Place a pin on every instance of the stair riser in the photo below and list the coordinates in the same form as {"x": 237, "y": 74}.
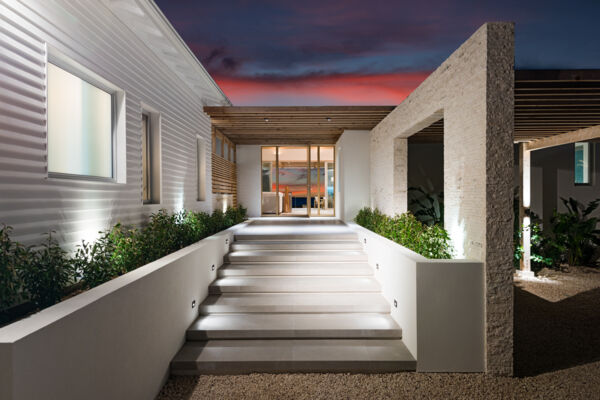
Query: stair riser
{"x": 298, "y": 289}
{"x": 238, "y": 368}
{"x": 241, "y": 246}
{"x": 326, "y": 309}
{"x": 275, "y": 237}
{"x": 308, "y": 257}
{"x": 261, "y": 270}
{"x": 296, "y": 334}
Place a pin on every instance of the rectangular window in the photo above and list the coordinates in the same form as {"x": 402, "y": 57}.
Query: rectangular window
{"x": 582, "y": 163}
{"x": 201, "y": 166}
{"x": 146, "y": 159}
{"x": 80, "y": 126}
{"x": 219, "y": 146}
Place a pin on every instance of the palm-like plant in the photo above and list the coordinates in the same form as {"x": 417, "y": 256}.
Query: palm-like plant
{"x": 575, "y": 233}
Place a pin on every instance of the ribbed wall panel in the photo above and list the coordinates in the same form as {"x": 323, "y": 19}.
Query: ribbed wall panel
{"x": 93, "y": 35}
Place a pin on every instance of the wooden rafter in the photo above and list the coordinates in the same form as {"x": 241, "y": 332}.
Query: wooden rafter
{"x": 293, "y": 125}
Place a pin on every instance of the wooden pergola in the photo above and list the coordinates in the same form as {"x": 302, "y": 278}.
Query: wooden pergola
{"x": 548, "y": 103}
{"x": 293, "y": 125}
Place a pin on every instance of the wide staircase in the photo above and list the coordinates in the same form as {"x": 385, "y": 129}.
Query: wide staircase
{"x": 294, "y": 296}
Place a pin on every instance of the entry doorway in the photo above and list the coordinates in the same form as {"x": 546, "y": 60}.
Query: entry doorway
{"x": 298, "y": 180}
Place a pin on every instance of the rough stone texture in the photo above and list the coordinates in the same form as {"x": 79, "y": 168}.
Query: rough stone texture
{"x": 473, "y": 91}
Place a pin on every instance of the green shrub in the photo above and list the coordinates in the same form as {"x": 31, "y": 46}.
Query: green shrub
{"x": 431, "y": 241}
{"x": 42, "y": 274}
{"x": 11, "y": 256}
{"x": 426, "y": 207}
{"x": 575, "y": 237}
{"x": 46, "y": 272}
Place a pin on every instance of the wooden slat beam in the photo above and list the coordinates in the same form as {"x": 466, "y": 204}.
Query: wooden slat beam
{"x": 580, "y": 135}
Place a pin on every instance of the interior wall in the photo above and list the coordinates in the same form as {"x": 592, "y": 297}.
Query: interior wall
{"x": 248, "y": 173}
{"x": 426, "y": 166}
{"x": 552, "y": 177}
{"x": 352, "y": 176}
{"x": 473, "y": 90}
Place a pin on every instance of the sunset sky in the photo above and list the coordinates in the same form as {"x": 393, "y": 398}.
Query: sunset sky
{"x": 317, "y": 52}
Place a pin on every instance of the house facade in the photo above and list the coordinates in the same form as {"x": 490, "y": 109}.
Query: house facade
{"x": 150, "y": 129}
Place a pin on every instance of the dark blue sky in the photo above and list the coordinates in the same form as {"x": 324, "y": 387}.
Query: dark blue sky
{"x": 366, "y": 52}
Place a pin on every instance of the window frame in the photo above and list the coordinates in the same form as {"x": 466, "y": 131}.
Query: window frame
{"x": 589, "y": 166}
{"x": 81, "y": 73}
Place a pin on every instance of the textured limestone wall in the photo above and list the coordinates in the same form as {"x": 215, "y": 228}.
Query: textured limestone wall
{"x": 473, "y": 91}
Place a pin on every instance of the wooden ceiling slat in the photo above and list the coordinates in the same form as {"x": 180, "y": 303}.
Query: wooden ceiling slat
{"x": 290, "y": 125}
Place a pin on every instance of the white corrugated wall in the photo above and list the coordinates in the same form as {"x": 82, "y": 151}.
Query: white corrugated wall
{"x": 92, "y": 35}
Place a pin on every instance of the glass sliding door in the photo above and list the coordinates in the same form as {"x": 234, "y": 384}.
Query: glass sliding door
{"x": 270, "y": 200}
{"x": 297, "y": 180}
{"x": 293, "y": 180}
{"x": 322, "y": 176}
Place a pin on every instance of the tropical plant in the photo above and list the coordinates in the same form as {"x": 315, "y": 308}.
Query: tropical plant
{"x": 11, "y": 255}
{"x": 539, "y": 255}
{"x": 575, "y": 236}
{"x": 427, "y": 207}
{"x": 46, "y": 272}
{"x": 431, "y": 241}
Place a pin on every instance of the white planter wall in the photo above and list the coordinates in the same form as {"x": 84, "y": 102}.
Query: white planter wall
{"x": 439, "y": 304}
{"x": 116, "y": 340}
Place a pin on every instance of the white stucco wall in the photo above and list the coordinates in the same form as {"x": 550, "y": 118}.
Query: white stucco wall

* _WHAT YOU WILL DO_: From the first line of the records through the line with "Place a pin on every instance of the rectangular", reproduce each line exactly and leave the pictures out.

* _RESPONSE TO THE TASK_:
Place a pin on every instance of the stair riser in the photo below and list the coordinates in the same form as {"x": 237, "y": 74}.
Query: stair riser
{"x": 298, "y": 289}
{"x": 238, "y": 368}
{"x": 241, "y": 246}
{"x": 326, "y": 309}
{"x": 275, "y": 237}
{"x": 308, "y": 257}
{"x": 261, "y": 270}
{"x": 296, "y": 334}
Place a pin on every instance of the rectangular window in the photo above and list the coordinates in the same form as {"x": 402, "y": 57}.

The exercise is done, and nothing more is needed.